* _What to work on_
Type out the entries below again, character for character.

* _Source data_

○ ○ ○

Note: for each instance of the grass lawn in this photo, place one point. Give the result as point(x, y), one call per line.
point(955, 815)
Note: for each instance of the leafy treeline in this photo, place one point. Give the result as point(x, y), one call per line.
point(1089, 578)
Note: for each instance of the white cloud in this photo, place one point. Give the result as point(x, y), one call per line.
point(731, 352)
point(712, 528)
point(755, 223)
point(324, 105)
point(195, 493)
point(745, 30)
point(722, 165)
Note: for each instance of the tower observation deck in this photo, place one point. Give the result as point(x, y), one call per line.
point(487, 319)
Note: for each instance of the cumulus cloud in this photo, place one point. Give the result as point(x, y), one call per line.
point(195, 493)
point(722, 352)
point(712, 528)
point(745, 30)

○ ○ ○

* _Task solution_
Note: for each instance of the grass lawn in this photo, place one point. Give the result as point(x, y), one call per line.
point(955, 815)
Note: for each instance of the leafy treeline in this photo, place one point. Give the result as point(x, y), one call per line.
point(1089, 578)
Note: for each instance of the white cloud in this photo, place one point. Give the result as point(x, y), one call per line.
point(731, 352)
point(712, 528)
point(755, 223)
point(324, 105)
point(195, 493)
point(745, 30)
point(722, 165)
Note: for each instance of the tower observation deck in this photo, place one point. Give the result as point(x, y), one call per line.
point(487, 319)
Note: for each instance of the cumulus cloud in this photo, place one point. Give the result as point(x, y), one call per line.
point(195, 493)
point(722, 352)
point(712, 528)
point(745, 30)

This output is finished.